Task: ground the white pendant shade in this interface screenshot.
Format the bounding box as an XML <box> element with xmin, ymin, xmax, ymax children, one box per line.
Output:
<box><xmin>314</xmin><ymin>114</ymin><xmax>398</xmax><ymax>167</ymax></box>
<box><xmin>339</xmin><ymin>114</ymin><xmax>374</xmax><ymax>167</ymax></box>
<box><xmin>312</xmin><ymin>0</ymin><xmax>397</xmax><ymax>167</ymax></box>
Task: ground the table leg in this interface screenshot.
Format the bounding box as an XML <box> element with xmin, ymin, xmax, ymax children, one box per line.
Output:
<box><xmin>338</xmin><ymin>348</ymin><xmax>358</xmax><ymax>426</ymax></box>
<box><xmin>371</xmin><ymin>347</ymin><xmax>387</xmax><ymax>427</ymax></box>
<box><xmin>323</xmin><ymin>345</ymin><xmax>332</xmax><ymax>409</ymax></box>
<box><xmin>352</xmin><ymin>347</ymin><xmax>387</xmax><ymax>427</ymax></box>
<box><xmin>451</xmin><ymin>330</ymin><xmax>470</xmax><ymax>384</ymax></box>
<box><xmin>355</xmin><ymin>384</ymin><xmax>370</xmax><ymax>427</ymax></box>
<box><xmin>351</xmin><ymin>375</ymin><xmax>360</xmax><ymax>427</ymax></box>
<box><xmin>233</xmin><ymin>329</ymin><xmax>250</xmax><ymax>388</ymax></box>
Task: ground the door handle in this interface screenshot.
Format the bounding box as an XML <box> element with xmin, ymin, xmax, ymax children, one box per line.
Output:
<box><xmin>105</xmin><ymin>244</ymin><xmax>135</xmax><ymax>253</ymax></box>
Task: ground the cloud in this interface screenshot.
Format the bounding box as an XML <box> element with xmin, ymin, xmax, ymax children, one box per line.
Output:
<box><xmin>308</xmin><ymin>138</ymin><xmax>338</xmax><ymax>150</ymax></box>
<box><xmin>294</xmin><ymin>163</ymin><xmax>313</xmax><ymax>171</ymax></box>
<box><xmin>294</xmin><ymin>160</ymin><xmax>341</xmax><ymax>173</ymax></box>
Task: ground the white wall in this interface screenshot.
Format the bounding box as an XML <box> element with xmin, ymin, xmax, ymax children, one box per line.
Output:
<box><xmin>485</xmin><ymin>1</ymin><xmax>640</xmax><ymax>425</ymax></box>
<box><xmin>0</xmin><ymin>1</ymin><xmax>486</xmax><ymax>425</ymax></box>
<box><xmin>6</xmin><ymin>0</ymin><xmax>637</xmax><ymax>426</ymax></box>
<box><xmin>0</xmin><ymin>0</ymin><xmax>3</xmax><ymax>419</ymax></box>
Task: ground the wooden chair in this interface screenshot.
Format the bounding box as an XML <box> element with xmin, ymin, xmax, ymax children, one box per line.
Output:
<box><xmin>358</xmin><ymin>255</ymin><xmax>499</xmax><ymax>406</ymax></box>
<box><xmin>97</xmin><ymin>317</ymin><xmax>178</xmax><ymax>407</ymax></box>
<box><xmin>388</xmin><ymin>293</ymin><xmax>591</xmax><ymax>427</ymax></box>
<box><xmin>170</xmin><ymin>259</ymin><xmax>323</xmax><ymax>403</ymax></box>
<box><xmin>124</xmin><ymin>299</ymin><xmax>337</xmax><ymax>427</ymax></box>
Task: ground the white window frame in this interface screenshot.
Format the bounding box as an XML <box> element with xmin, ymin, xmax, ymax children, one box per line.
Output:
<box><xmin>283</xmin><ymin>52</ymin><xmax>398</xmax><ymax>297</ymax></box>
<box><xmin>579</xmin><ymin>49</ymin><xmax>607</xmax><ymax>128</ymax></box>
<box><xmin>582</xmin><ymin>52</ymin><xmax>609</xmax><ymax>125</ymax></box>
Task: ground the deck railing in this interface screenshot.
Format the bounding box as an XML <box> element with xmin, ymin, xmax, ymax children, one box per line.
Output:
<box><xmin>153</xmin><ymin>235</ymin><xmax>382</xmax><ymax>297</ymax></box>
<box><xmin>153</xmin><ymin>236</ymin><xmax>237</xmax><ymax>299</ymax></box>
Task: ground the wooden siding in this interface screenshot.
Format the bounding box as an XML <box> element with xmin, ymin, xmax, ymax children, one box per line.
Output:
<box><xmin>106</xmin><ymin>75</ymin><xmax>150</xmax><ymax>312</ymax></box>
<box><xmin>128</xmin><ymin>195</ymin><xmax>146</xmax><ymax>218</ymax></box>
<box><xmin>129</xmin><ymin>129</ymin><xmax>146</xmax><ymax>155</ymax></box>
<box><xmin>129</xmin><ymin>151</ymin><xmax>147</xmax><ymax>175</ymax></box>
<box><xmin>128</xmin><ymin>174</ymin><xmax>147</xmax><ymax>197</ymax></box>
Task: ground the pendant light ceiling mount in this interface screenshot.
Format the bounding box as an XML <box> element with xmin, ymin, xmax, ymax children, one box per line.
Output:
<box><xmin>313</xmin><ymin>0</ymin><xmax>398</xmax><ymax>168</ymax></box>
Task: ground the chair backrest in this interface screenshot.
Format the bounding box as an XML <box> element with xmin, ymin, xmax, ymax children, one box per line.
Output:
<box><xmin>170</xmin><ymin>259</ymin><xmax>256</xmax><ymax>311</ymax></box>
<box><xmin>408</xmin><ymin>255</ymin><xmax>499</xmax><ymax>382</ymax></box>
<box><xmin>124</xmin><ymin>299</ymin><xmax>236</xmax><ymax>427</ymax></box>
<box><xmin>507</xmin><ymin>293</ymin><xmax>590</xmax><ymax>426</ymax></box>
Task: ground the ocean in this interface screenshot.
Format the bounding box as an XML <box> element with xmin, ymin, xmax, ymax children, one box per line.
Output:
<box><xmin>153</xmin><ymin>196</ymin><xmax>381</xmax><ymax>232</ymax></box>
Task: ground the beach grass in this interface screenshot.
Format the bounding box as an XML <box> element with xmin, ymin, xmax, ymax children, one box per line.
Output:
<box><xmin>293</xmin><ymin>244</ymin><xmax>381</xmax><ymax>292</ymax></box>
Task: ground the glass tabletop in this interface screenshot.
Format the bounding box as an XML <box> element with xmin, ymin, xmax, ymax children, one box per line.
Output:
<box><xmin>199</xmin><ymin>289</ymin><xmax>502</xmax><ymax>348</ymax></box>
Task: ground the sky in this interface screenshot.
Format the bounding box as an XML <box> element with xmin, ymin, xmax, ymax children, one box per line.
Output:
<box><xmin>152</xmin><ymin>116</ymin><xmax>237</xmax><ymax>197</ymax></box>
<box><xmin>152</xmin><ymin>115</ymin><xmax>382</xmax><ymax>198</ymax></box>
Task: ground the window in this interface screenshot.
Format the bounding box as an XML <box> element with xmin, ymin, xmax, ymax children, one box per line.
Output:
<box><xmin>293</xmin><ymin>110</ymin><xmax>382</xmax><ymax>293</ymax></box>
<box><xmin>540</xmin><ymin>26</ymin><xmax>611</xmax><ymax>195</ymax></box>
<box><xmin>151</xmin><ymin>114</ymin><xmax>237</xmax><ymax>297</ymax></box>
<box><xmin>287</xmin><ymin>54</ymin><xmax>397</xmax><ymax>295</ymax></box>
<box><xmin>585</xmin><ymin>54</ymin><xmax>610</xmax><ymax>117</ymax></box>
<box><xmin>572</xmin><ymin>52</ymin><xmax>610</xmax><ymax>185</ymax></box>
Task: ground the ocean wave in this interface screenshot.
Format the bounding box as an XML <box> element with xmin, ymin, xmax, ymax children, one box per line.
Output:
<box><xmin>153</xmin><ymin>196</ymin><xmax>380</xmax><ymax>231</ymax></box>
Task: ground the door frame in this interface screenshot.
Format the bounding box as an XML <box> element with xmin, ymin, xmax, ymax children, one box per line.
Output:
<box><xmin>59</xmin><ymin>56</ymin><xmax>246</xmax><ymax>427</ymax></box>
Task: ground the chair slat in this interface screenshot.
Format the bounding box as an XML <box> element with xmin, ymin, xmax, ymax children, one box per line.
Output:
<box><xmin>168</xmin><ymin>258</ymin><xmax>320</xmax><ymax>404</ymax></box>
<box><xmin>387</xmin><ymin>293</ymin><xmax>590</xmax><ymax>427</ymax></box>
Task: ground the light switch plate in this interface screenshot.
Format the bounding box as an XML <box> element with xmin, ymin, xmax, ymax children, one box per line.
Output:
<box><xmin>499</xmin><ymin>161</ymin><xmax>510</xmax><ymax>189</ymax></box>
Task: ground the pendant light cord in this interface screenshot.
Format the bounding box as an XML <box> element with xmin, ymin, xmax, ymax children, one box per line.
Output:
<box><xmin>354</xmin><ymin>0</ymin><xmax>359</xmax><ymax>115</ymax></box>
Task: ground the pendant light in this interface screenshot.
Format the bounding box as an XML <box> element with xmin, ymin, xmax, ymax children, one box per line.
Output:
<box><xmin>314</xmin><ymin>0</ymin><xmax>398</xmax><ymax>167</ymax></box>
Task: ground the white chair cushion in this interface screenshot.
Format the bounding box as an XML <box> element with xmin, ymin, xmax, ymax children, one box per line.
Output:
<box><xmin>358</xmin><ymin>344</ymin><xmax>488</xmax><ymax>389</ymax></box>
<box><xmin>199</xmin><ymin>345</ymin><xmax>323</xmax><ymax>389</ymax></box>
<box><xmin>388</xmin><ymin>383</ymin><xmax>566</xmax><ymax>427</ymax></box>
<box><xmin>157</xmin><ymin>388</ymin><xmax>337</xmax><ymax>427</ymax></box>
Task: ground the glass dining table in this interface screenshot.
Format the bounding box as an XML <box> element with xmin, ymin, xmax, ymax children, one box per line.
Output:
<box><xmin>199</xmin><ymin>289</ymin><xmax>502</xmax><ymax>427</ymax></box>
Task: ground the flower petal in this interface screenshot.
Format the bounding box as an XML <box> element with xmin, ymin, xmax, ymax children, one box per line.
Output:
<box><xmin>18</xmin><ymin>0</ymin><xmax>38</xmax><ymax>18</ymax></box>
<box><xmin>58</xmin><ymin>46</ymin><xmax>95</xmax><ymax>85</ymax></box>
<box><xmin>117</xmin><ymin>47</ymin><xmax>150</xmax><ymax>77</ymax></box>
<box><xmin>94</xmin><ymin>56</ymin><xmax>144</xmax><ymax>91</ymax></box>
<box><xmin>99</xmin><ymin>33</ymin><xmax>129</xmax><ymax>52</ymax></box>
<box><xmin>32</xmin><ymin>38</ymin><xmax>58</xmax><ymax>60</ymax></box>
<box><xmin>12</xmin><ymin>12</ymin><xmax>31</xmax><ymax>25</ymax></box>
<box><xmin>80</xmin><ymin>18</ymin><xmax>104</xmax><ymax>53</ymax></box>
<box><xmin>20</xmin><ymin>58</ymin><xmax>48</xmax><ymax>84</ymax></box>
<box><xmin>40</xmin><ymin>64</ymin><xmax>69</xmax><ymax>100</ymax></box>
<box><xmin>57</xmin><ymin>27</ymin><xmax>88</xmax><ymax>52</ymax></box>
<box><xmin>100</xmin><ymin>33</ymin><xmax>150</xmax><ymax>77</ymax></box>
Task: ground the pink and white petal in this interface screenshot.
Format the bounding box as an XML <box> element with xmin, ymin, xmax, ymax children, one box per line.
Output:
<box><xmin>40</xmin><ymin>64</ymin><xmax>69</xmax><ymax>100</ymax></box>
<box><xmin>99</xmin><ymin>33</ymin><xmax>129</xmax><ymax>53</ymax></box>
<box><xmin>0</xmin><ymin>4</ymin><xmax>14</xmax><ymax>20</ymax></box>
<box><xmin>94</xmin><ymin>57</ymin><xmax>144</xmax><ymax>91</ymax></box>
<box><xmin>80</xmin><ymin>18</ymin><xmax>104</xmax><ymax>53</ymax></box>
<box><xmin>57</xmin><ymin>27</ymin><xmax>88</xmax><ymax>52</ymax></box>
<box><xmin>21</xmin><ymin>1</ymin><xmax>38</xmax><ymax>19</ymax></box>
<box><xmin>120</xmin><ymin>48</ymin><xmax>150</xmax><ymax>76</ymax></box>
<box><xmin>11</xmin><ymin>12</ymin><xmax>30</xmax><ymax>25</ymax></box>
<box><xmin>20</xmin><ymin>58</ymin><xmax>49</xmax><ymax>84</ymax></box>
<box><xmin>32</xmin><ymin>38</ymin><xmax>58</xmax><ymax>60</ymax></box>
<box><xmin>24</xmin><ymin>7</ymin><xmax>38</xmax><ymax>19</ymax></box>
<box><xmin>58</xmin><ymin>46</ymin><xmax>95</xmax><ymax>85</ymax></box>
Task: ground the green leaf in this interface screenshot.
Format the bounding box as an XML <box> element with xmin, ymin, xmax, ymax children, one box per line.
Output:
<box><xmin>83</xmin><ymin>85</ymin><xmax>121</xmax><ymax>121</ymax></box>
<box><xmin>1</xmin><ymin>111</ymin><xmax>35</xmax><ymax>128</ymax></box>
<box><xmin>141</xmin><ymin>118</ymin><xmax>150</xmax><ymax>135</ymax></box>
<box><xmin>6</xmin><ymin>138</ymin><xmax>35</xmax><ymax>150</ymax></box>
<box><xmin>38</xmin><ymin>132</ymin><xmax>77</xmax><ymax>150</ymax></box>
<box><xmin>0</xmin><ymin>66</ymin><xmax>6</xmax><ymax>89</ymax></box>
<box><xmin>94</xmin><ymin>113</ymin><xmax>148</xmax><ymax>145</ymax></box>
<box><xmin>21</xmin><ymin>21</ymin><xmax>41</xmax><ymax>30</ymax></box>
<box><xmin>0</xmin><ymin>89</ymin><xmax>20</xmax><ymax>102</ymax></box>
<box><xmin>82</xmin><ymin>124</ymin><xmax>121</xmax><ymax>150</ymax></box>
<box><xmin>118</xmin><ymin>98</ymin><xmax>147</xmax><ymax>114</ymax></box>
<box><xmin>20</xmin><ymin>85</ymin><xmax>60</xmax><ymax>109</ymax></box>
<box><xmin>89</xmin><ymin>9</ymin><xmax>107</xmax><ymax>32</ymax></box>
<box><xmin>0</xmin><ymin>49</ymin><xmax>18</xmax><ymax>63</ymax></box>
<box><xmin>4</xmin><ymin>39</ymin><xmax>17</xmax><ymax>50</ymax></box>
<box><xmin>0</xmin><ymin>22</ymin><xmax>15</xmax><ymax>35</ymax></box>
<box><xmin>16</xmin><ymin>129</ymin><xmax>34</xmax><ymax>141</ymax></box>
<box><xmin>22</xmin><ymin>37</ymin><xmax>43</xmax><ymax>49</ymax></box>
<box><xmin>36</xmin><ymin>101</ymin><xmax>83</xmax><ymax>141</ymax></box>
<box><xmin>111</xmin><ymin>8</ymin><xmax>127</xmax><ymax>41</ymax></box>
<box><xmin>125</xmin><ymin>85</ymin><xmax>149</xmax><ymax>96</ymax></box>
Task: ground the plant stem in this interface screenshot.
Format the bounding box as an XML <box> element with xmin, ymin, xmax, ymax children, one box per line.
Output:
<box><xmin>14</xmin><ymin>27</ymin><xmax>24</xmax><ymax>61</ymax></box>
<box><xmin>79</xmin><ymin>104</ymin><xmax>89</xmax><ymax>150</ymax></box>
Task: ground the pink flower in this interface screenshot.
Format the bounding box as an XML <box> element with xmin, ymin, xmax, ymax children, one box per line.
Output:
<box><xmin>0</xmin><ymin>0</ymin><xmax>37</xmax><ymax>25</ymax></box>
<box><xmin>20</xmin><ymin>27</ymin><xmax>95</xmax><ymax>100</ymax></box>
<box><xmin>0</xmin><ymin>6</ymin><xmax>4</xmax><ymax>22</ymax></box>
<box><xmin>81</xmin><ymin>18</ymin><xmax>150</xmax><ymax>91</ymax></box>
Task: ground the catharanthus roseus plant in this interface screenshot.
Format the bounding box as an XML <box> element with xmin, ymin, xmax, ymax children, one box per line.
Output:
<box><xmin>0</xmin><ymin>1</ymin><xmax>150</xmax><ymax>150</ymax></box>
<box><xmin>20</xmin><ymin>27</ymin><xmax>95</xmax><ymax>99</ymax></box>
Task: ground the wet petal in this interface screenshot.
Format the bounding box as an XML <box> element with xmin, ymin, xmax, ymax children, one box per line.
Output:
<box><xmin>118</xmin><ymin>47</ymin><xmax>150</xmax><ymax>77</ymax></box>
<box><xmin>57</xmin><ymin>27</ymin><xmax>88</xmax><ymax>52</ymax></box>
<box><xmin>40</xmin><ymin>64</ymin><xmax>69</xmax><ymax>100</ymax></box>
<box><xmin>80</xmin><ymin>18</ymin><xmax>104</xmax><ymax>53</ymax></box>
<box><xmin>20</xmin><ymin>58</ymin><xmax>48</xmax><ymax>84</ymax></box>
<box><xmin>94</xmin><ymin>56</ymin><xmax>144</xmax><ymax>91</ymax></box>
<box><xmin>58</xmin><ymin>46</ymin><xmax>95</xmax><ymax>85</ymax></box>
########
For each line in the data that holds the word "petal", copy the line.

Task: ground the flower petal in this interface screenshot.
Task: ground the pink and white petal in this interface screenshot.
Task: ground the wet petal in this interface screenshot.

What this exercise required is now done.